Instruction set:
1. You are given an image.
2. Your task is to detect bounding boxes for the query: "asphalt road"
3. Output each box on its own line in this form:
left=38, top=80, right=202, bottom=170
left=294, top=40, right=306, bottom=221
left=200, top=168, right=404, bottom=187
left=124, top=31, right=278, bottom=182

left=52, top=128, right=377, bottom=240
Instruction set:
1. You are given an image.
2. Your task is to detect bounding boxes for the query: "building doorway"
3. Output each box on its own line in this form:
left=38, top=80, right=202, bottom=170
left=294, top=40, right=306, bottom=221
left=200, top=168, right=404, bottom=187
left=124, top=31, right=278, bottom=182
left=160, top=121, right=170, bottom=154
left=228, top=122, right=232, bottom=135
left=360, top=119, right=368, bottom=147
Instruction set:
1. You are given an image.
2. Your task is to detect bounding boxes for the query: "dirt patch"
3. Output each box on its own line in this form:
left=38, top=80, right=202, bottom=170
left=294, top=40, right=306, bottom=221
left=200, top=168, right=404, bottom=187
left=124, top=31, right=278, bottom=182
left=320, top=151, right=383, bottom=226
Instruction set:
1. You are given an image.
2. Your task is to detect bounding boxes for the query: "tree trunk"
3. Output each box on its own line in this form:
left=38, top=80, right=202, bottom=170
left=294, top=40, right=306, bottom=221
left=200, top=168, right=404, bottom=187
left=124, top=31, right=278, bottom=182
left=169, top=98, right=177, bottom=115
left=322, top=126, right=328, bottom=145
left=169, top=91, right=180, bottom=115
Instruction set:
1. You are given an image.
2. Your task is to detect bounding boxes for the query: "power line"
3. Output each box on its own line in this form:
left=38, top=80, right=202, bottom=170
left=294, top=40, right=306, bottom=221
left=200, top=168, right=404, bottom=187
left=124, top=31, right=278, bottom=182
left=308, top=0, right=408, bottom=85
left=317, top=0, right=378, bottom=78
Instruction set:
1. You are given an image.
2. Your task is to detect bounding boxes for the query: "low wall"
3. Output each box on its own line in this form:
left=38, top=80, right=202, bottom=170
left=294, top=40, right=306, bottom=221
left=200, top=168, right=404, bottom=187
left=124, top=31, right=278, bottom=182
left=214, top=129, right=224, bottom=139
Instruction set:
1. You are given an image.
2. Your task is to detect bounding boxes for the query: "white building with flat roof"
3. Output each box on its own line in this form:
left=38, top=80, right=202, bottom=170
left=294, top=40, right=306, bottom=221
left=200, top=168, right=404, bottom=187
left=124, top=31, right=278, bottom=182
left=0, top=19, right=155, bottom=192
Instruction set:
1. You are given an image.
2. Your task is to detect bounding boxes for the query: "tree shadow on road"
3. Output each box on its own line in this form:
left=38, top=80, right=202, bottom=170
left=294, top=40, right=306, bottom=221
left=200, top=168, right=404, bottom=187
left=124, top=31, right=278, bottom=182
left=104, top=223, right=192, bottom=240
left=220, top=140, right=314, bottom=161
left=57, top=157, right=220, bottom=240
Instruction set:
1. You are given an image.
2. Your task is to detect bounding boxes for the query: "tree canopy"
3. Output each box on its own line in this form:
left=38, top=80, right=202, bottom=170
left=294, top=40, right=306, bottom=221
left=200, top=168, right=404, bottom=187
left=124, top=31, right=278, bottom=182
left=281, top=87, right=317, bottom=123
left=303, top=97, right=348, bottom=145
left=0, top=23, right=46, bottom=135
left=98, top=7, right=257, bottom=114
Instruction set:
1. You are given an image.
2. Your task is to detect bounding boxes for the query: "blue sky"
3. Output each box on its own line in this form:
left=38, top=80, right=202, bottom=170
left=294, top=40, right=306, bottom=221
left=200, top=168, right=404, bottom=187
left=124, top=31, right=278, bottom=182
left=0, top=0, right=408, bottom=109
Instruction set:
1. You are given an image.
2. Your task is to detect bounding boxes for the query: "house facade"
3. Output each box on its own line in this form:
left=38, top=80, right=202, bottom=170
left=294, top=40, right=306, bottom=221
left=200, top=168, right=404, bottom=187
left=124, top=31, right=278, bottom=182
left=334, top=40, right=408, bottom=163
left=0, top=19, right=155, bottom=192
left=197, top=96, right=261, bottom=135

Brief:
Can you render every line of the material above as a Markdown table with a "Row" column for the row number and a "Line" column for the text, leaving out blank lines?

Finished answer:
| Row | Line |
|---|---|
| 1 | Instruction set: |
| 2 | 1. You are given an image. |
| 3 | 2. Your task is to detect bounding boxes for the query: "asphalt road" |
| 4 | 3. Output each box on its own line in this form: |
| 5 | left=38, top=80, right=202, bottom=170 |
| 6 | left=294, top=40, right=306, bottom=221 |
| 7 | left=200, top=168, right=404, bottom=187 |
| 8 | left=124, top=31, right=278, bottom=182 |
| 9 | left=52, top=128, right=377, bottom=240 |
| 10 | Instruction set: |
| 11 | 1. You are given an image. |
| 12 | 2. Your task is to detect bounding boxes for the query: "building doorway" |
| 13 | 3. Output each box on its own line in this form: |
| 14 | left=38, top=80, right=202, bottom=170 |
| 15 | left=294, top=40, right=306, bottom=221 |
| 16 | left=200, top=168, right=404, bottom=187 |
| 17 | left=124, top=31, right=278, bottom=182 |
| 18 | left=160, top=121, right=170, bottom=154 |
| 19 | left=228, top=122, right=232, bottom=135 |
| 20 | left=360, top=119, right=368, bottom=147 |
| 21 | Instruction set: |
| 22 | 1. You are given an image. |
| 23 | 2. Your task is to detect bounding boxes for the query: "dirt patch" |
| 24 | 3. Output each box on its own line in this form: |
| 25 | left=38, top=80, right=202, bottom=170 |
| 26 | left=294, top=40, right=306, bottom=221 |
| 27 | left=200, top=168, right=404, bottom=187 |
| 28 | left=124, top=31, right=278, bottom=182 |
| 29 | left=320, top=151, right=383, bottom=226 |
| 30 | Instruction set: |
| 31 | 1. You are given an image. |
| 32 | 2. Your task is to detect bounding boxes for the query: "tree trunk" |
| 33 | 3. Output each box on its own line in this form: |
| 34 | left=38, top=80, right=202, bottom=170 |
| 35 | left=294, top=40, right=306, bottom=221 |
| 36 | left=200, top=168, right=404, bottom=187 |
| 37 | left=124, top=31, right=278, bottom=182 |
| 38 | left=169, top=98, right=177, bottom=115 |
| 39 | left=322, top=126, right=328, bottom=145 |
| 40 | left=169, top=91, right=180, bottom=115 |
| 41 | Instruction set: |
| 42 | 1. You are given an image. |
| 43 | 2. Your task is to detect bounding boxes for the query: "power line" |
| 44 | 3. Output each box on its own line in this form: |
| 45 | left=38, top=80, right=202, bottom=170 |
| 46 | left=294, top=40, right=306, bottom=221 |
| 47 | left=200, top=168, right=404, bottom=187 |
| 48 | left=124, top=31, right=278, bottom=182 |
| 49 | left=308, top=0, right=408, bottom=85 |
| 50 | left=317, top=0, right=378, bottom=78 |
| 51 | Instruction set: |
| 52 | 1. You are given an image. |
| 53 | 2. Your task is to detect bounding boxes for the query: "low wall" |
| 54 | 3. Output each box on its own line in this form: |
| 55 | left=38, top=80, right=202, bottom=170 |
| 56 | left=294, top=40, right=306, bottom=221 |
| 57 | left=200, top=168, right=404, bottom=187 |
| 58 | left=124, top=31, right=278, bottom=182 |
| 59 | left=214, top=129, right=224, bottom=139 |
| 60 | Instruction set: |
| 61 | 1. You are given an image. |
| 62 | 2. Your task is to detect bounding boxes for the query: "white building with flat roof" |
| 63 | 3. Output each box on its own line in this form: |
| 64 | left=38, top=80, right=202, bottom=170 |
| 65 | left=294, top=40, right=306, bottom=221 |
| 66 | left=200, top=168, right=404, bottom=187 |
| 67 | left=124, top=31, right=278, bottom=182 |
| 68 | left=0, top=19, right=155, bottom=192 |
| 69 | Instruction set: |
| 70 | 1. You are given an image. |
| 71 | 2. Your task is to detect bounding boxes for the query: "tree shadow on road" |
| 72 | 3. Output each box on its own line in this form: |
| 73 | left=38, top=80, right=202, bottom=170 |
| 74 | left=294, top=40, right=306, bottom=221 |
| 75 | left=200, top=168, right=404, bottom=187 |
| 76 | left=124, top=31, right=278, bottom=182 |
| 77 | left=104, top=223, right=192, bottom=240 |
| 78 | left=220, top=140, right=314, bottom=161 |
| 79 | left=57, top=157, right=220, bottom=240 |
| 80 | Instruction set: |
| 81 | 1. You are given an image. |
| 82 | 2. Your task is to detect bounding boxes for the query: "tree canopy" |
| 83 | 3. Output each box on its own line in this form: |
| 84 | left=38, top=80, right=202, bottom=170 |
| 85 | left=294, top=40, right=306, bottom=221 |
| 86 | left=200, top=168, right=404, bottom=187 |
| 87 | left=124, top=31, right=278, bottom=182 |
| 88 | left=281, top=87, right=317, bottom=123 |
| 89 | left=303, top=97, right=348, bottom=145 |
| 90 | left=0, top=23, right=46, bottom=135 |
| 91 | left=98, top=7, right=257, bottom=114 |
| 92 | Instruction set: |
| 93 | 1. You are given an image. |
| 94 | 2. Your task is to detect bounding boxes for the query: "blue sky" |
| 95 | 3. Output each box on its own line in this form: |
| 96 | left=38, top=80, right=202, bottom=170 |
| 97 | left=294, top=40, right=306, bottom=221 |
| 98 | left=200, top=168, right=404, bottom=187 |
| 99 | left=124, top=31, right=278, bottom=182 |
| 100 | left=0, top=0, right=408, bottom=109 |
| 101 | Instruction set: |
| 102 | 1. You are given an image. |
| 103 | 2. Your task is to detect bounding boxes for the query: "house facade" |
| 104 | 3. Output each box on its own line in this form: |
| 105 | left=38, top=80, right=202, bottom=170 |
| 106 | left=294, top=40, right=306, bottom=221 |
| 107 | left=200, top=168, right=404, bottom=187 |
| 108 | left=124, top=31, right=278, bottom=182 |
| 109 | left=334, top=40, right=408, bottom=163 |
| 110 | left=0, top=19, right=155, bottom=192 |
| 111 | left=197, top=96, right=261, bottom=135 |